Comment 40 Priit O. 2021-01-05 14:34:11 UTC
Downloaded the distilled_hang1.pcap and ran the command on the NIC. 20 times. No hang. How can I create my own version? :)
Comment 41 WGH 2021-01-05 14:53:44 UTC
It's Heiner's call, but I'd say that yours is a different bug.

> How can I create my own version?

Capture the network traffic with Wireshark or tcpdump when the hang occurs. You'll likely notice TCP retransmissions when it happens. If tcpreplaying it gives the same problem - good news, you're mostly there. Wireshark lets you export a selected subset of packets to a new file, which may help to minimize the testcase.

If _incoming_ traffic causes the problem, then you might need to replay the traffic from a different machine.
Comment 42 Priit O. 2021-01-05 17:30:46 UTC
it's kind of stupid to find the correct package because tcpreplay fails to deal with big packages (does not fragment them?) and just dies. Is there some flag or trick I can use to remedy that?

Warning: Unable to send packet: Error with PF_PACKET send() [119]: Message too long (errno = 90)
Actual: 118 packets (87206 bytes) sent in 0.009997 seconds
Rated: 8723216.9 Bps, 69.78 Mbps, 11803.54 pps
Flows: 19 flows, 1900.57 fps, 119 flow packets, 0 non-flow
Statistics for network device: huginn
	Successful packets:        118
	Failed packets:            1
	Truncated packets:         0
	Retried packets (ENOBUFS): 0
	Retried packets (EAGAIN):  0
Comment 43 WGH 2021-01-05 17:40:16 UTC
This might be caused by TSO/GSO.

(When TSO is active, the in-kernel TCP/IP stack implementation sends seemingly oversized TCP segments to the network card, which cuts it up to appropriately sized segments, offloading the segmentation to the network card instead of CPU. Note that it has nothing to do with IP fragmentation. As a side effect, tcpdump usually captures such impossibly large IP datagrams, even though they will appear normal on the wire.)

Try to temporarily disable TSO/GSO with ethtool, that should fix the capture.
Comment 44 Priit O. 2021-01-05 18:01:28 UTC
Created attachment 294519 [details]
30 packets to cause crash

probably takes less than all those 30.
Comment 45 WGH 2021-01-05 18:41:05 UTC
Yup, I can also reproduce it with your pcap.
Comment 46 WGH 2021-01-05 19:02:21 UTC
The vendor r8125 driver hangs the same way. However, their driver doesn't even have a fix for my "distilled pcap" yet.

(After several rmmod/insmod the r8169 driver to longer detects the link, but r8125 works fine. I think I'll need a reboot, lol)

▶ Some records
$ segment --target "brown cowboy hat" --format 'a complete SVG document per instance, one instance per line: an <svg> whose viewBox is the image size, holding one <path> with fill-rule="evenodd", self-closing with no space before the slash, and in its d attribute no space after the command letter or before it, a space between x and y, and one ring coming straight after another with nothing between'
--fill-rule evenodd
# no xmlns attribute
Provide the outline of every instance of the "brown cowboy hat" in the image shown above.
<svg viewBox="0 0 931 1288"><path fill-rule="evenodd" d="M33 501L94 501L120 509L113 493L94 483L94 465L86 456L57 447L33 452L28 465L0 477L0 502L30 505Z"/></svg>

▶ Task description
Write what comes next in the bug thread about the network driver hang, starting after its final comment. The listing was taken from a separate source.

▶ Final result
Comment 47 Heiner Kallweit 2021-01-05 19:49:29 UTC
It looks weird that a packet of 1480 bytes is fragmented to 1472 + 8 bytes.
Maybe something with your MTU setting is incorrect. Try to reduce your MTU by 8 bytes.
This may still not explain the hw issue, but it may help to avoid triggering it.
Comment 48 Priit O. 2021-01-06 01:28:32 UTC
Not quite sure which one of us you are talking, but my network MTU is 1500 like it's by default. Normally the unfragmented traffic in Wireshark is also 1514 bytes "on wire" (technically it should be 1518, 14 header and 4 tail checksum; no idea why wireshark doesn't show this):
Ethernet II: 14 bytes
IP header: 20 bytes
UDP header: 8 bytes
data or "payload": 1472 bytes.
(checksum: 4 bytes which wireshark doesn't count)

https://en.wikipedia.org/wiki/Ethernet_frame#Ethernet_II

1472(data) + 8(udp) + 20(ip) = 1500 MTU size exactly

I have no clear understanding why it sometimes starts fragmenting normal size packets to smaller pieces -- maybe because the other end asks for smaller (or bigger) chunks? Smaller makes sense if they are connected over PPPoE or VPN or something (those protocol encapsulations need to fit into the frame also) and instead of multiple fragmentations on the way they ask smaller size from the beginning somehow?

Not sure where you got this 1480 and what exactly you mean by it, but when the payload is 1480 (anything over 1472) for some reason, it has to be fragmented to 1472 byte chunks I think.
Comment 49 Priit O. 2021-01-06 16:49:36 UTC
So, will you reopen this bug or let it remain "fixed" and create a new one? :)
Technically it's a problem with the same hardware and same driver.
Comment 50 WGH 2021-01-06 16:57:57 UTC
Your pcap causes the same problem, and looks strikingly similar to mine, except 

1) UDP instead of TCP (inside the fragmented IP datagrams),
2) the mininum IP datagram size (of the last fragment) is 28 instead of 25,
3) the padding workaround implemented earlier doesn't fix it.

In my opinion, the underlying problem is likely the same, it's just the fix was incomplete. I'm reopening it.
Comment 51 Priit O. 2021-01-06 21:45:46 UTC
Thank you WGH.

Just to clarify one thing -- since the minimum Ethernet frame by IEEE802.3 is 64 bytes/octets (14 header; 46 "payload"; 4 checksum). When the payload is smaller than 46 octets, the padding should be added accordingly by specification.
The question is, which component in the linux network stack is responsible for that (I have no clue), but when it should be the driver, then adding padding is not a "workaround" but actual "fix" and how it should have been done in the first place. :-)
Comment 52 Heiner Kallweit 2021-01-06 21:53:29 UTC
For chips handled by r8169 the hw is supposed to do the padding.
Comment 53 Heiner Kallweit 2021-01-07 15:28:24 UTC
(In reply to Priit O. from comment #48)
> Not sure where you got this 1480 and what exactly you mean by it, but when
> the payload is 1480 (anything over 1472) for some reason, it has to be
> fragmented to 1472 byte chunks I think.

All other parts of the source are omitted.